→ Exercise:
Which lines of the material below contain the word "apartment"? Return each of those lines in full.

→ Material for the task:
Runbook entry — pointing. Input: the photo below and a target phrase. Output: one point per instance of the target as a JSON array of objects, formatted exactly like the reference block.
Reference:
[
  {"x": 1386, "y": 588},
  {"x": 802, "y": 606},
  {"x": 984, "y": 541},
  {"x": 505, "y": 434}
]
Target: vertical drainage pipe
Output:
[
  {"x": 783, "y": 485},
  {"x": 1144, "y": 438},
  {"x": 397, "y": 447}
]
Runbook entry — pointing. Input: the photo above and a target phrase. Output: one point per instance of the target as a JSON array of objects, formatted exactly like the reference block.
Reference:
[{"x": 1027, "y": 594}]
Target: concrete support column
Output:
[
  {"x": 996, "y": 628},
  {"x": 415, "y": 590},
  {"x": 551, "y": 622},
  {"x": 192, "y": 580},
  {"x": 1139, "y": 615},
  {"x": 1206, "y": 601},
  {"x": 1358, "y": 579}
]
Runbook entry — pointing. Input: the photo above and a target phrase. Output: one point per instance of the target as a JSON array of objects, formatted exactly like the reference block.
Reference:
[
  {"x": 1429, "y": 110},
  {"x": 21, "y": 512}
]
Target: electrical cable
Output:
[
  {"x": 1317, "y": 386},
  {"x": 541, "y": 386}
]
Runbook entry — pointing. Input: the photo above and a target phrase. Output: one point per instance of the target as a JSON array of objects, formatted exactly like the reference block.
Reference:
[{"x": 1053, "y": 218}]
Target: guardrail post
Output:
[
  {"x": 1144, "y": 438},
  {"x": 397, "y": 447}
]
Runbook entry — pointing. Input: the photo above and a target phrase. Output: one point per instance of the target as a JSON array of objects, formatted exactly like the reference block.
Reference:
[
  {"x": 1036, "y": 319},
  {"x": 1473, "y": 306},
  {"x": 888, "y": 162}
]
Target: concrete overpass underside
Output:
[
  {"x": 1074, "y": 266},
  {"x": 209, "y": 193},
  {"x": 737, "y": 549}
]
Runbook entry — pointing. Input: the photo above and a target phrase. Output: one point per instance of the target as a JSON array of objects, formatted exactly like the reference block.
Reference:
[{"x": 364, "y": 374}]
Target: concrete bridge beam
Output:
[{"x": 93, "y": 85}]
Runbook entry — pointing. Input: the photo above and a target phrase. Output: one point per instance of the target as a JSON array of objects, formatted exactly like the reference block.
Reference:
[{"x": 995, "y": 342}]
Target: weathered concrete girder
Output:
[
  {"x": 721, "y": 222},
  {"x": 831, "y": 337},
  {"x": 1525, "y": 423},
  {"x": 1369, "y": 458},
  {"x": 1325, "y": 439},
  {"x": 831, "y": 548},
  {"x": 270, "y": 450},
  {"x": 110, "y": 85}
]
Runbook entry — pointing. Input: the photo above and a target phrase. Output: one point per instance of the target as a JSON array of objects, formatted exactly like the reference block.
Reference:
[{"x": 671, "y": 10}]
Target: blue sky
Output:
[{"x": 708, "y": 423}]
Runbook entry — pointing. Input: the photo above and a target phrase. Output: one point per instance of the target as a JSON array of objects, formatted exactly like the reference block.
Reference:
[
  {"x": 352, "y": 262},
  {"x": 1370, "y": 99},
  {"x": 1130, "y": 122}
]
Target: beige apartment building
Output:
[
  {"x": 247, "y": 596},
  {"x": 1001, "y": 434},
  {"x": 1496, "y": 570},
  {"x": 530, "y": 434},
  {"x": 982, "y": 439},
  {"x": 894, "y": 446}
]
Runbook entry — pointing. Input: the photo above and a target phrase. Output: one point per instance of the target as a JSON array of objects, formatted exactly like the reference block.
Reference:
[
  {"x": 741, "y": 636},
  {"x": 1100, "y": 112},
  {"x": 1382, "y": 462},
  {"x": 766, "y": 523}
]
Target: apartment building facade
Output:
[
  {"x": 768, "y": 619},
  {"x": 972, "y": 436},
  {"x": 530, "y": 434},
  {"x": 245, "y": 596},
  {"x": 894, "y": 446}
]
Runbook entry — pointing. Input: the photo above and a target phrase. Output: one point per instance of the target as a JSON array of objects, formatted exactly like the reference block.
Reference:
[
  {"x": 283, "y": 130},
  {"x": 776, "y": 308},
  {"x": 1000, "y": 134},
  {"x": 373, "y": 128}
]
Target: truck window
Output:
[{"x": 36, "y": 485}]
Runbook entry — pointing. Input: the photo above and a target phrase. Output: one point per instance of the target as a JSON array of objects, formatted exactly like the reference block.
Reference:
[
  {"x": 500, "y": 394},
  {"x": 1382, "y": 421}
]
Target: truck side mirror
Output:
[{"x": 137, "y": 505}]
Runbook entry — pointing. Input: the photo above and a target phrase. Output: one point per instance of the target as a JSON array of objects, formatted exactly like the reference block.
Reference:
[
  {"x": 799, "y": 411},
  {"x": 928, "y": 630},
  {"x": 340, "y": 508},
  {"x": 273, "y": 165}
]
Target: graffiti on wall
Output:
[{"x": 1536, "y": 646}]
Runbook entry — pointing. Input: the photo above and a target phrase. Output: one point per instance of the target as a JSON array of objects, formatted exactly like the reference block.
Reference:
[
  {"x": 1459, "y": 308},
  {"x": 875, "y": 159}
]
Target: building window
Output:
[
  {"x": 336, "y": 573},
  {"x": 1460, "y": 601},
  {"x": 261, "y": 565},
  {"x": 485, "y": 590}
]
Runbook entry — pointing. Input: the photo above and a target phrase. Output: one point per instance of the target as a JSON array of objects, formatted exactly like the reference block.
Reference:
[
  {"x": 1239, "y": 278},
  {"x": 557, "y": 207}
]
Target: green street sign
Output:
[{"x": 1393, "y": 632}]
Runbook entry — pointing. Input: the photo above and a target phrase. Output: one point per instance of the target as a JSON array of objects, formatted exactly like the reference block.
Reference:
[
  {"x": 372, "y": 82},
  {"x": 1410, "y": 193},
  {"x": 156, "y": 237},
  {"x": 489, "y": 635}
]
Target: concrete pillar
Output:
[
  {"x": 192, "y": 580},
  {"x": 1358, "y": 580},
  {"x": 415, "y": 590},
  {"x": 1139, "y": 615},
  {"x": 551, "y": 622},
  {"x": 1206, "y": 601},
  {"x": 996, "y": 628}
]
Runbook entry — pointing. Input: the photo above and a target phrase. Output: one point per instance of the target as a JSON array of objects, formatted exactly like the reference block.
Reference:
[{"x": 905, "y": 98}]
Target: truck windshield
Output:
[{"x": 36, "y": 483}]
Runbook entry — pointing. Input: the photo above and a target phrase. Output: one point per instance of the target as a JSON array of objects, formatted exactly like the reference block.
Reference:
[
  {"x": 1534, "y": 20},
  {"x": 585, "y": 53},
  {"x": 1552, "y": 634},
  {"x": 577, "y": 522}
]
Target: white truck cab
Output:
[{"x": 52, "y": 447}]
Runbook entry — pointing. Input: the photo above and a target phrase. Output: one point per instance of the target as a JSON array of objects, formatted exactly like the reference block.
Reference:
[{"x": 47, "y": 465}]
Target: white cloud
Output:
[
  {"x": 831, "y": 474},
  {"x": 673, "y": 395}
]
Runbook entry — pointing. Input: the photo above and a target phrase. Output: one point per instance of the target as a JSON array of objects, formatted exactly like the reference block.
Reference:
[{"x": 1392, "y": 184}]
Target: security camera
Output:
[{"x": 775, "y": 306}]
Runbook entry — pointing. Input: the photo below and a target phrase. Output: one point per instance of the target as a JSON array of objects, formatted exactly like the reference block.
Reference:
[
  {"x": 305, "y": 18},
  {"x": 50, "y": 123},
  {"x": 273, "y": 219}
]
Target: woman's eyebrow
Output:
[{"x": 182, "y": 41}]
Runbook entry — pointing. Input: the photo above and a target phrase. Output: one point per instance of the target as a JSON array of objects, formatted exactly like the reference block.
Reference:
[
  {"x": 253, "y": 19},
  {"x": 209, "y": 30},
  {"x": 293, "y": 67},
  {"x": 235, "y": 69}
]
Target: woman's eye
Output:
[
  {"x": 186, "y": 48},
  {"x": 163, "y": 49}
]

→ Response for this exercise:
Target: beige apartment building
Target: apartment building facade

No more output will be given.